=== TEKS DOKUMEN ===

Di perantauan, oleh orang-orang Sipirok musik tradisi Batak mengalami
transformasi menjadi musik modern Batak. Pada tahun 1937, Karl Halusa, doktor
(PhD) dalam bidang musik dari Universitas Wina mengunjungi Tanah Batak unruk
mempelajari musik tradisi Batak. Dr. Halusa menemukan sedikitnya ada 40 jenis
instrumen musik Batak, baik yang dimainkan laki-laki maupun perempuan, Suatu
jumlahyang cukup banyak dibanding etnik lain (lihat Het nieuws van den dag voor
Nederlandsch-Indie, 23-03-1938). Satu hal, meski musik modern Batak semakin
berkembang di perantauan (Batavia), musik tradisi Batak juga tetap
dilestarikan. Grup musik modern Batak pertama di Batavia adalah Sinondang,
suatu grup musik orang-orang Sipirok, dimana kemudian Gordon Tobing ikut
bergabung.
Bagainmana
proses evolusi musik tradisi Batak dan bagaimana musik tradisi Batak
bertransformasi menjadi musik modern Batak adalah bagian tidak terpisahkan dari
sejarah panjang musik Batak itu sendiri. Di Angkola, Mandailing dan Padang
Lawas, secara teoritis asal mula musik tradisi Batak, dalam musik modern Batak
akan kita temukan banyak variasi. Pada masa kini, musik modern Batak seakan terpilah-pilah
antara lagu-lagu (suara) dan nada-nada (bunyi) utama di Angkola, Mandailing dan
Padang Lawas di satu pihak, dan Silindoeng, Toba, Simalungun, Pakpak/Dairi dan Karo
di lain pihak. Namun sesungguhnya semuanya berakar pada musik tradisi Batak (berbasis gondang dan
ogung).
Yang membuat
variasi karena masuknya elemen-elemen baru apakah karena pertukaran budaya
(Karo dengan Atjeh; Simalungun dengan Melayu) adanya pengaruh agama (Angkola,
Mandailing dan Padang Lawas yang dipengaruhi Islam/Timur Tengah; Silindoeng dan
Toba yang dipengaruhi Kristen/Eropa). Faktor-faktor tersebut mempengaruhi lagu
dan nada.

===

#### DESKRIPSI TUGAS
Lanjutkan teks tentang sejarah musik Batak mulai dari sesudah kalimat terakhirnya.

=== CATATAN DATASET ===

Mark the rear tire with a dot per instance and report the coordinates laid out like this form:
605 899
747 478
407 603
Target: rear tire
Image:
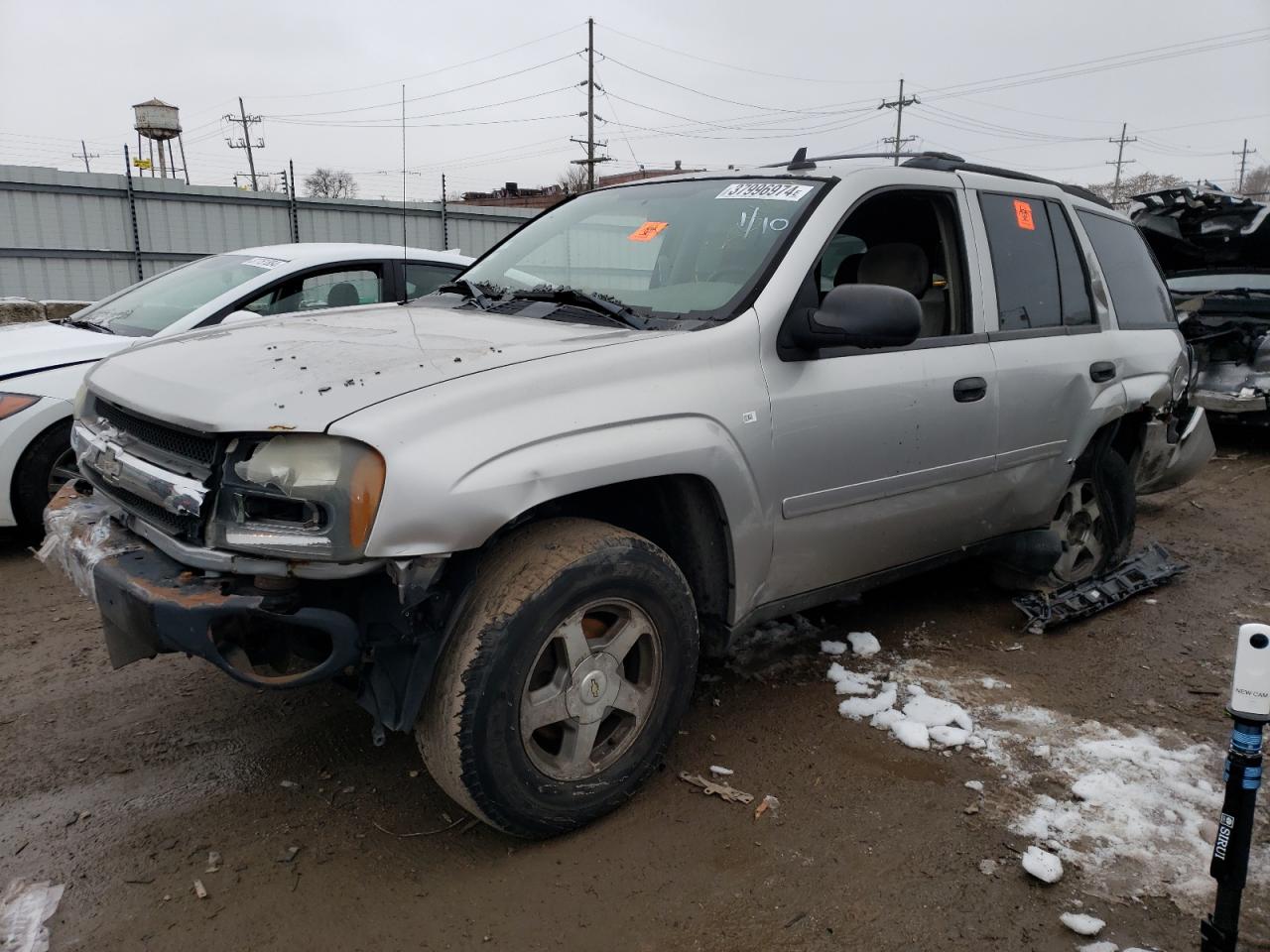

===

#### JAWABAN TERTULIS
Lantas
bagaimana dengan pengaruh Budha/Hindu dalam musik modern Batak. Padahal sejatinya
musik modern Batak adalah transformasi musik tradisi Batak. Sementara musik
tradisi Batak berakar dari pengaruh Budha/Hindu. Dalam musik modern Batak,
hingga kini, hanya di Angkola, Mandailing dan Padang Lawas pengaruh Budha/Hindu
itu yang masih terasa. Dengan kata lain, nada-nada dan lagu-lagu yang berakar
dari pengaruh Budha/Hindu hanya tersisa di Angkola, Mandailing dan Padang
Lawas. Pengaruh itu tersimpan dalam religi kuno (kepercayaan orang Batak kuno)
yang mana religi kuno ini tidak terpisahkan dengan musik kuno yang membentuk
musik tradisi Batak.
Lagu Kijom
adalah salah satu wujud lagu-lagu Batak yang berakar dari religi kuno dari
pengaruh Budha/Hindu. Lagu Kijom boleh dikatakan, lagu yang dinyanyikan dengan
suara yang padu dengan nada dari alat-alat musik tradisi Batak. Lagu Kijom juga
harus disertai tortor (tarian). Ketika elemen lagu Kijom (lagu, nada dan tari)
satu kesatuan. Tidak bisa dipisahkan satu sama lain. Itulah hakekat lagu Kijom
yang berevolusi dari religi kuno (pengaruh Budha/Hindu) ke musik tradisi Batak
(menjadi heritage dan local content) yang kemudian ditransformasikan ke musik
modern Batak. Lagu Kijom bernuansa lagu religi kuno yang diperkuat dengan
nada-nada kuno pada musik tradisi Batak (berbasis gondang dan gong). Lagu
Kijom, dari sisi musikal bersifat ritmik (semacam pemujaan kepada sang
Pencipta). Mendengar lagu dan nada pada lagu Kijom membuat pendengar bergetar
apapun etniknya dan apapun agamanya. Lagu Kijom selalu dilakukan dengan
penjiwaaan (sifat universal manusia), sebab lagu Kijom adalah laga dan nada
purba (era Batak kuno) yang masih eksis hingga ini hari di Angkola, Mandailing
dan Padang Lawas.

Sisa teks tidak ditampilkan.